# Ford truck problem



## retire2$ (Feb 12, 2003)

Engine quit running

Going down the road and the engine quit. The engine did not make any noise when it quit - no backfiring, chugging, loud noises, etc. There has been a noise (like a diesel pickup sound - chattering) and an increase in the engine rpm's as I shift through the gears for the last month. The distributor will not rotate when the engine is turned over. I removed the distributor from the engine. Gears on distributor look fine. Thinking it may be the timing chain but a check in the Chilton Manual indicates there is no timing chain or belt just 2 gears. My next step unless someone has other suggestons is to remove the radiator, fan, and timing cover to check the timing gears. 


1994 F-150 with 4.9L (300 cubic inch) straight 6 cylinder.
147,000 miles on truck
oil change every 3500 miles
truck did not miss, burn oil, etc.

Someone posted a site that discussed Ford problems but I can't find the reference. Anyone know what it was?

Thanks for any help.


----------



## Yankee1 (Dec 17, 2003)

http://www.ford-trucks.com/forums/index.php?


----------



## moopups (May 12, 2002)

If memory serves correctly the distributer is turned by the gears on the camshaft and if it does not turn that indicates a sheared cam or maybe the woodruf key in the alignment slot at the timming gear area. The diesel like chattering fits in with loose timming problems. Pull the oil fill cap and see if you can see the closest valve pushrod, turn the engine over and watch for movement, if none go directly to the woodruf key and cam connection.


----------



## big rockpile (Feb 24, 2003)

I think I know this one.There is a little flat piece my wife calls the Brain,just below the distributer,its just plugs in,have to have a speacial tool to take it off and on.

Then again it might be your Pickup Coil.

big rockpile


----------



## wy_white_wolf (Oct 14, 2004)

retire2$ said:


> Thinking it may be the timing chain but a check in the Chilton Manual indicates there is no timing chain or belt just 2 gears. My next step unless someone has other suggestons is to remove the radiator, fan, and timing cover to check the timing gears.


look down the distributor hole while someone turns the engine over. If you see the camshaft turn the gears should be ok. If the camshaft doesn't turn, i'd lay money the gears are stripped.


----------



## agmantoo (May 23, 2003)

There is a roll pin in the gear on the end of the distributor. If that pin shears the rotor in the distributor will not rotate. You could remove the valve cover to verify that the cam is rotating resulting in the push rods causing the rocker arms to move. If the rocker arms are moving pull the distributor to check the above mentioned roll pin. You may be lucky


----------



## big rockpile (Feb 24, 2003)

agmantoo forgot about that.Wife had that come out on her,the gear fell down in the Oil Pan.

big rockpile


----------



## insanity (Aug 22, 2004)

Oh poo! Can you reach it with a magnetic pick up tool? Watch out for the oil pump rod! It probably fell over the rod/center the gear hole.The oil pump rod just lifts out (on older engines anyway,not sure on yours?).So look in there and see where the gear is first.So it doesnt fall farther into the oil pan.

### Tasks to carry out
[a] Summarize the Ford truck thread in two sentences.
[b] Print the passage of the Ford truck thread from "1994 F-150 with" up to and including "for any help.".

[Entries from a point annotation set]
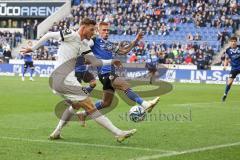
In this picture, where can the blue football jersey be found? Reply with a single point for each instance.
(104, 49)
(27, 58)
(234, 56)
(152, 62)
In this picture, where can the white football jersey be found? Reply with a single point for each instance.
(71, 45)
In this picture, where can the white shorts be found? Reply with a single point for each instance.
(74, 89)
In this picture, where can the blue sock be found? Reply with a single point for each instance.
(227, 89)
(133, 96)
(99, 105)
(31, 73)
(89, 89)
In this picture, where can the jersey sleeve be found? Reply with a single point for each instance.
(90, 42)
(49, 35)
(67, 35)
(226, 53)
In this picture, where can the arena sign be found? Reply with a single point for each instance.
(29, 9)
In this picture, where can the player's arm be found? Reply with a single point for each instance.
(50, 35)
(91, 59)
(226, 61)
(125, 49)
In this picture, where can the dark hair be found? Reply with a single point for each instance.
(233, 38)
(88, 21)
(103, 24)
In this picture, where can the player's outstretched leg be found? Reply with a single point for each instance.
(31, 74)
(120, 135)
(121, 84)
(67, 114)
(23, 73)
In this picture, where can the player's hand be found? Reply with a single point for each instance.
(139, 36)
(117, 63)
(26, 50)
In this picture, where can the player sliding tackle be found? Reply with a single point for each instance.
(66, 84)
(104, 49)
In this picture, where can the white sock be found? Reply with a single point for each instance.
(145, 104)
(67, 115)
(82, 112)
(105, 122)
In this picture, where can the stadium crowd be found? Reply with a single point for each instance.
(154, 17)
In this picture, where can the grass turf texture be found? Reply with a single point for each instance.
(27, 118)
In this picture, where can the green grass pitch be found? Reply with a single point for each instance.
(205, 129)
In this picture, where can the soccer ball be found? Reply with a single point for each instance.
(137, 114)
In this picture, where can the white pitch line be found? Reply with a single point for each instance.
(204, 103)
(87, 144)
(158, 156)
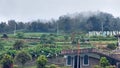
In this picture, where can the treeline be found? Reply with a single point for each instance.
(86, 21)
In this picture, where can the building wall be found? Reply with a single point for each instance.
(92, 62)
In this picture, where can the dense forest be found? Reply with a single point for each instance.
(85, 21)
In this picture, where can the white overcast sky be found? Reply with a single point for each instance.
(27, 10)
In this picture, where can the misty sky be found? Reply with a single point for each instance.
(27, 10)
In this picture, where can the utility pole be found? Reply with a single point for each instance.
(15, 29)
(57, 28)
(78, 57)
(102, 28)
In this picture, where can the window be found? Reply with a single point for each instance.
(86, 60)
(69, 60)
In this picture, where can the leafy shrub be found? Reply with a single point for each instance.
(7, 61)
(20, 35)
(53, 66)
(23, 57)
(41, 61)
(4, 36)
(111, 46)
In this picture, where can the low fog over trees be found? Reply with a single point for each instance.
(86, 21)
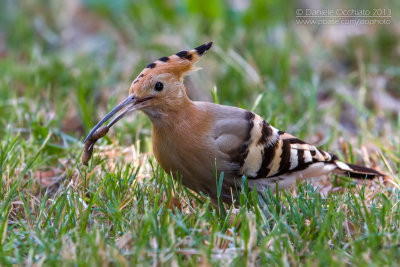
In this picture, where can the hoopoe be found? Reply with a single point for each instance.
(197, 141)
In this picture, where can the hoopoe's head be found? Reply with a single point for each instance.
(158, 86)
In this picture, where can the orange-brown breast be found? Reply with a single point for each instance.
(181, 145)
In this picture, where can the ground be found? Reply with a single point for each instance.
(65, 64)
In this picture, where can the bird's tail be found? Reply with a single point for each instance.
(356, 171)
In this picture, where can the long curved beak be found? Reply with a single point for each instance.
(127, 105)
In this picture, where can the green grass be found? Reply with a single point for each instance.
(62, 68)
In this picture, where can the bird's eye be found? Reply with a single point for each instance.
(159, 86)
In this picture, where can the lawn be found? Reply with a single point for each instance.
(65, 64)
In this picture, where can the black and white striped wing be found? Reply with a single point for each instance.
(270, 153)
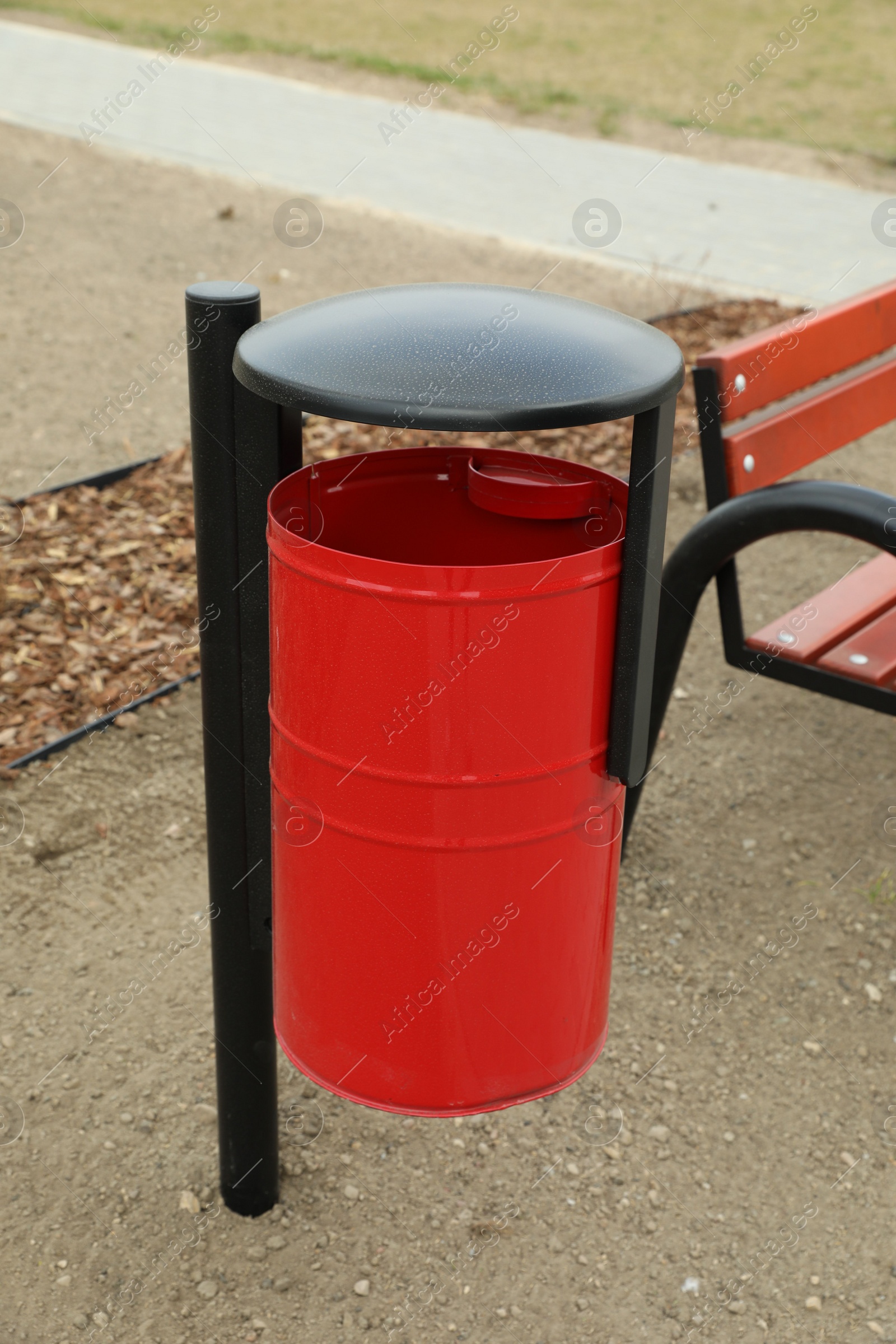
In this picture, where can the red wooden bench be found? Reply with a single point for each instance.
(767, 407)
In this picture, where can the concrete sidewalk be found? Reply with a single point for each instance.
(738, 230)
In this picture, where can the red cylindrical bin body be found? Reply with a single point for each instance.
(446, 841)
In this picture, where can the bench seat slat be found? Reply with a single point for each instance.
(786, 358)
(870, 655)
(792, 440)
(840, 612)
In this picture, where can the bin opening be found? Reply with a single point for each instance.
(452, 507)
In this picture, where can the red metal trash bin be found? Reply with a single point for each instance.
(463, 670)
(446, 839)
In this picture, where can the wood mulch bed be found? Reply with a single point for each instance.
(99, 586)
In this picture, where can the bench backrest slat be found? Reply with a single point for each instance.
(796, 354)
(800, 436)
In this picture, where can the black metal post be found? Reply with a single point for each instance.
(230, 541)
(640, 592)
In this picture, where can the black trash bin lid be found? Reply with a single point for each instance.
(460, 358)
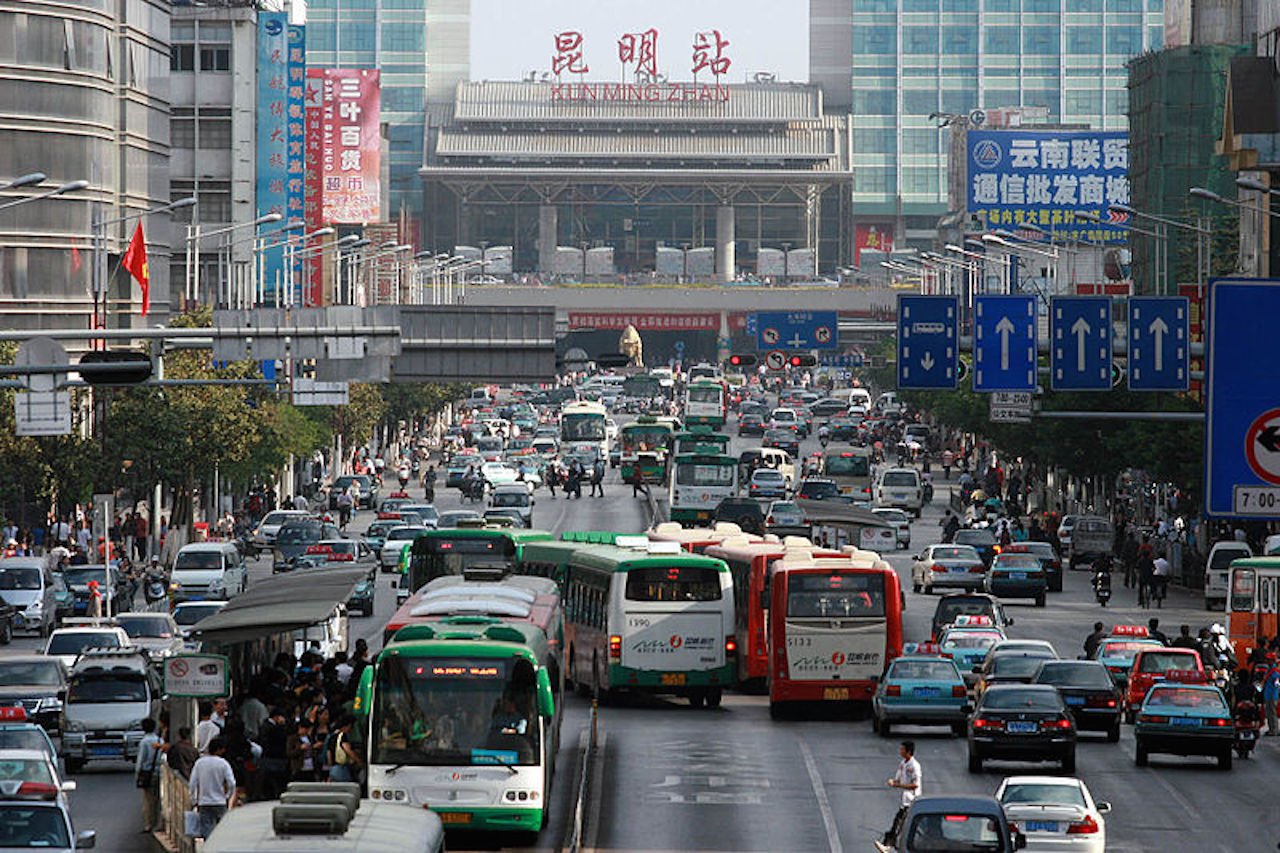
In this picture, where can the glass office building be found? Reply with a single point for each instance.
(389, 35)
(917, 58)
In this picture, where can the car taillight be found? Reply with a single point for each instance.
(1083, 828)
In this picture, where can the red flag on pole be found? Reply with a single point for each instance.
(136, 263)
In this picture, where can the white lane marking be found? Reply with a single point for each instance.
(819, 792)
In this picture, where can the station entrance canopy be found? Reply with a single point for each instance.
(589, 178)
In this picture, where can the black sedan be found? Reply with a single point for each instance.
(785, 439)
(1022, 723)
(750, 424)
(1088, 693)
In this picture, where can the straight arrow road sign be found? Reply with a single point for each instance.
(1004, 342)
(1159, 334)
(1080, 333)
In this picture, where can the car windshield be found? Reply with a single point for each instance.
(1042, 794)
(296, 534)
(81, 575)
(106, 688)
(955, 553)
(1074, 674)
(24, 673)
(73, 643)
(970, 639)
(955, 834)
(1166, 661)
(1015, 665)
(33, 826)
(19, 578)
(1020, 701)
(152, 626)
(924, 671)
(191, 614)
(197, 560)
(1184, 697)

### Solutions to each task
[a] A 1994 F-150 with a 4.9L straight six quit while going down the road, and its distributor will not rotate when the engine is turned over, although the distributor gears look fine. Replies suggest checking whether the camshaft, pushrods or rocker arms move when the engine is turned over, and name possible causes such as a sheared cam or key at the timing gear, stripped gears, a sheared roll pin in the distributor gear, or the pickup coil.

[b]
1994 F-150 with 4.9L (300 cubic inch) straight 6 cylinder.
147,000 miles on truck
oil change every 3500 miles
truck did not miss, burn oil, etc.

Someone posted a site that discussed Ford problems but I can't find the reference. Anyone know what it was?

Thanks for any help.